> What you need to do
Copy out the entries that come next, exactly.

········

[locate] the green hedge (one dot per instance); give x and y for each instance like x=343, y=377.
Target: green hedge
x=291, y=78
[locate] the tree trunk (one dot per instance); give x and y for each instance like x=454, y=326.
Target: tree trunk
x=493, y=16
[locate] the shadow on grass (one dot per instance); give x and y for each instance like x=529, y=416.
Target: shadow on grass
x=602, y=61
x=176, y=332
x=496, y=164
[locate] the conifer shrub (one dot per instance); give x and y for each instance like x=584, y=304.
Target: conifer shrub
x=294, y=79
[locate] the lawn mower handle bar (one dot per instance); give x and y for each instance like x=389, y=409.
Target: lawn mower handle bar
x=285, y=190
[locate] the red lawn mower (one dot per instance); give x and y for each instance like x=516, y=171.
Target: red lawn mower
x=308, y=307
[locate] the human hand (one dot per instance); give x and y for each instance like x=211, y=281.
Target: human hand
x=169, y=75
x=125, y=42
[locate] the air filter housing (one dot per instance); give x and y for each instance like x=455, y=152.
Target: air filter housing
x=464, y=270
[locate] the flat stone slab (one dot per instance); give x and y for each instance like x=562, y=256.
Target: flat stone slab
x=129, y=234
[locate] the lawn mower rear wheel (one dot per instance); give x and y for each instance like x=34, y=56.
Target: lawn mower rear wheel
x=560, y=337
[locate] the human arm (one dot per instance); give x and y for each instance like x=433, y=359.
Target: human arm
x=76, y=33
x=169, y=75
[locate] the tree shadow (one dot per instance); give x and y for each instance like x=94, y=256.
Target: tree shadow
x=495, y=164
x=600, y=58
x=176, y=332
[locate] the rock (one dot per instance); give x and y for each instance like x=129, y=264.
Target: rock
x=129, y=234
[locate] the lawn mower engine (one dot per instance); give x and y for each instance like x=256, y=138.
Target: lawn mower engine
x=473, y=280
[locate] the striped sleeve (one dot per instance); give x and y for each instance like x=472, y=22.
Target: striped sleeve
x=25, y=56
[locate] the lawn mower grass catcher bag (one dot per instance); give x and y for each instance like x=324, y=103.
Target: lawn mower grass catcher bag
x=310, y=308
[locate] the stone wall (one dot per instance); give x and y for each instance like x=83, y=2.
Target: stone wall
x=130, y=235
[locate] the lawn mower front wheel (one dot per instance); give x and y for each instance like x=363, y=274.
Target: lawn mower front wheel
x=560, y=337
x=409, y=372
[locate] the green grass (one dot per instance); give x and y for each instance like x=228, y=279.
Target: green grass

········

> Solved problem
[locate] the green hedge (one dot per instance); give x and y for each instance like x=343, y=377.
Target: green hedge
x=291, y=78
[locate] the tree trunk (one dot per instance); give x and y for each instance like x=454, y=326.
Target: tree trunk
x=493, y=16
[locate] the shadow on grass (one dot per instance); give x and y for each instance like x=529, y=416.
Target: shadow on grass
x=602, y=61
x=176, y=332
x=496, y=164
[locate] the conifer shrub (one dot per instance); give x and y for each instance like x=584, y=304.
Target: conifer shrub
x=294, y=79
[locate] the lawn mower handle bar (one dot per instance); give x and y for each instance like x=389, y=409.
Target: lawn mower handle bar
x=285, y=190
[locate] the red lawn mower (one dot per instance); give x and y for each instance like x=516, y=171.
Target: red lawn mower
x=308, y=307
[locate] the human hand (one dot per instance); give x and y for each instance like x=211, y=281.
Target: human hand
x=169, y=75
x=125, y=42
[locate] the air filter housing (one dot per instance); give x and y for each instance like x=455, y=152.
Target: air filter housing
x=464, y=270
[locate] the flat stone slab (one dot per instance); give x and y for each instance like x=562, y=256.
Target: flat stone slab
x=129, y=234
[locate] the lawn mower rear wheel (one dot per instance); give x and y for each instance like x=34, y=56.
Target: lawn mower rear wheel
x=560, y=337
[locate] the human arm (one dot per instance); give x and y for each instance like x=433, y=359.
Target: human arm
x=76, y=33
x=169, y=75
[locate] the tree shadow (one dot per instance); give x and y for each instance like x=94, y=256.
Target: tree shadow
x=495, y=164
x=600, y=58
x=176, y=332
[locate] the rock (one dot per instance); give x and y for each instance like x=129, y=264.
Target: rock
x=129, y=234
[locate] the lawn mower engine (one dot per instance); give x and y for each instance like x=256, y=138.
Target: lawn mower engine
x=473, y=280
[locate] the striped sleeve (one dot per instance); give x and y for each instance like x=472, y=22.
Target: striped sleeve
x=25, y=56
[locate] the lawn mower grass catcher bag (one dot per instance); give x and y for each instance like x=324, y=103.
Target: lawn mower grass catcher bag
x=310, y=308
[locate] the stone wall (one dot per instance); give x and y for each instance like x=83, y=2.
Target: stone wall
x=130, y=235
[locate] the lawn mower front wheel (one dot per instance); give x and y for each instance like x=363, y=274.
Target: lawn mower front wheel
x=560, y=337
x=409, y=372
[locate] the green grass (one dot per instance); give x and y for each instance like x=228, y=279.
Target: green grass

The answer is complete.